Repeat exactly, and only, the lines from the one holding "Return the outline of every instance of the blue" through the last line of the records below.

Outline records
§ §

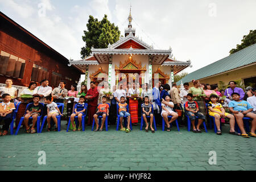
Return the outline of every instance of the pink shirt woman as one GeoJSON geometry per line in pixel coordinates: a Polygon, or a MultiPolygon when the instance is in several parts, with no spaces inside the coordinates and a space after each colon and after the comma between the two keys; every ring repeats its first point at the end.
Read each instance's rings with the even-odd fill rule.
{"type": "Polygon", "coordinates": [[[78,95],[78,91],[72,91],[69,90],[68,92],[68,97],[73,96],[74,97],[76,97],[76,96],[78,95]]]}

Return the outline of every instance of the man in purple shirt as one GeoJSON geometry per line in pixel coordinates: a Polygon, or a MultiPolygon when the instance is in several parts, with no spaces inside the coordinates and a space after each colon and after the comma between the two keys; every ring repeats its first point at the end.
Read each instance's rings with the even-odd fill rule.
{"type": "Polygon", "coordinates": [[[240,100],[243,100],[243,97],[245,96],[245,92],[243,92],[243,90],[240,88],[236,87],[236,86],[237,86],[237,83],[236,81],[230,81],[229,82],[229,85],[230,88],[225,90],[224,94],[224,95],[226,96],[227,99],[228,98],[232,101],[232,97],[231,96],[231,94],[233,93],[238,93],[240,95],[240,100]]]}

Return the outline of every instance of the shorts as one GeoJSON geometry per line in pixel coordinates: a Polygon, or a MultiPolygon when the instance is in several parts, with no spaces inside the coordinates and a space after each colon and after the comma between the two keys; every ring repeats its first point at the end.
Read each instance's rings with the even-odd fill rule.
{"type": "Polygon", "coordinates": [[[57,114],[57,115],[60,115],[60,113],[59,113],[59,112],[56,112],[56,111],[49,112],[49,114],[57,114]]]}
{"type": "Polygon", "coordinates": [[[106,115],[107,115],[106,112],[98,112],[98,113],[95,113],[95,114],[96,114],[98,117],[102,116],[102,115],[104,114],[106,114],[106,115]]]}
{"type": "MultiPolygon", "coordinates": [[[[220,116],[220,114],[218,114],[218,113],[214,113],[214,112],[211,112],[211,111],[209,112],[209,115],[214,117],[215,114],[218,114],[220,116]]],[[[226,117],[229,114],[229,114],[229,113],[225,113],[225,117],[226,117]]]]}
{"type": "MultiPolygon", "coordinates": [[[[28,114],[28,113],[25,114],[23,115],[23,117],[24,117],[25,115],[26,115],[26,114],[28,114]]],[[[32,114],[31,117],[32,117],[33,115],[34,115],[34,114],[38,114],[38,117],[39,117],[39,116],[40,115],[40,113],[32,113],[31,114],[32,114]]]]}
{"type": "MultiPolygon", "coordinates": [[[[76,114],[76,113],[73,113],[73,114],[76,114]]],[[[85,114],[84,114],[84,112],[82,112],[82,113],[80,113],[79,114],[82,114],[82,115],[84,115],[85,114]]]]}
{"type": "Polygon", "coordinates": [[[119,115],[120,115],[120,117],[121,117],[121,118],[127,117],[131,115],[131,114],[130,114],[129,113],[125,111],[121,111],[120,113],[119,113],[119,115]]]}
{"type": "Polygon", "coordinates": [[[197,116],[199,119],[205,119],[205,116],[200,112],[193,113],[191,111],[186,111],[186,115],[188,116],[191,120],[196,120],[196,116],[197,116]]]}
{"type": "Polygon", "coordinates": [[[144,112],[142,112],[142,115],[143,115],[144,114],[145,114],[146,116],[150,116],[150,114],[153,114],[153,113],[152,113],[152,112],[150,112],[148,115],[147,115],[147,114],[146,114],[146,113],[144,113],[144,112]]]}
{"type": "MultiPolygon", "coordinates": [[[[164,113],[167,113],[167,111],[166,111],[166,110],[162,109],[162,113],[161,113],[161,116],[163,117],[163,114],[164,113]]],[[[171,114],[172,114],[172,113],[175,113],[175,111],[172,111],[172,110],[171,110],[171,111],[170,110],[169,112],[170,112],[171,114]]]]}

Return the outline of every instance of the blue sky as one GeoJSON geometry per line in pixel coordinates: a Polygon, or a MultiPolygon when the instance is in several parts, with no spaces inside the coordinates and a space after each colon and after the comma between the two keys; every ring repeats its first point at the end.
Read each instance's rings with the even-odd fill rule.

§ §

▶ _ANSWER TO THE EXERCISE_
Return the outline of every instance of the blue sky as one GeoJSON geometry per line in pixel coordinates: a Polygon, or a MultiPolygon when the instance is in several parts, with no spaces inside the coordinates and a space after each colon and after the comma between the two keys; every ring repeats its first point at the end.
Read each instance's rings with the even-odd fill rule.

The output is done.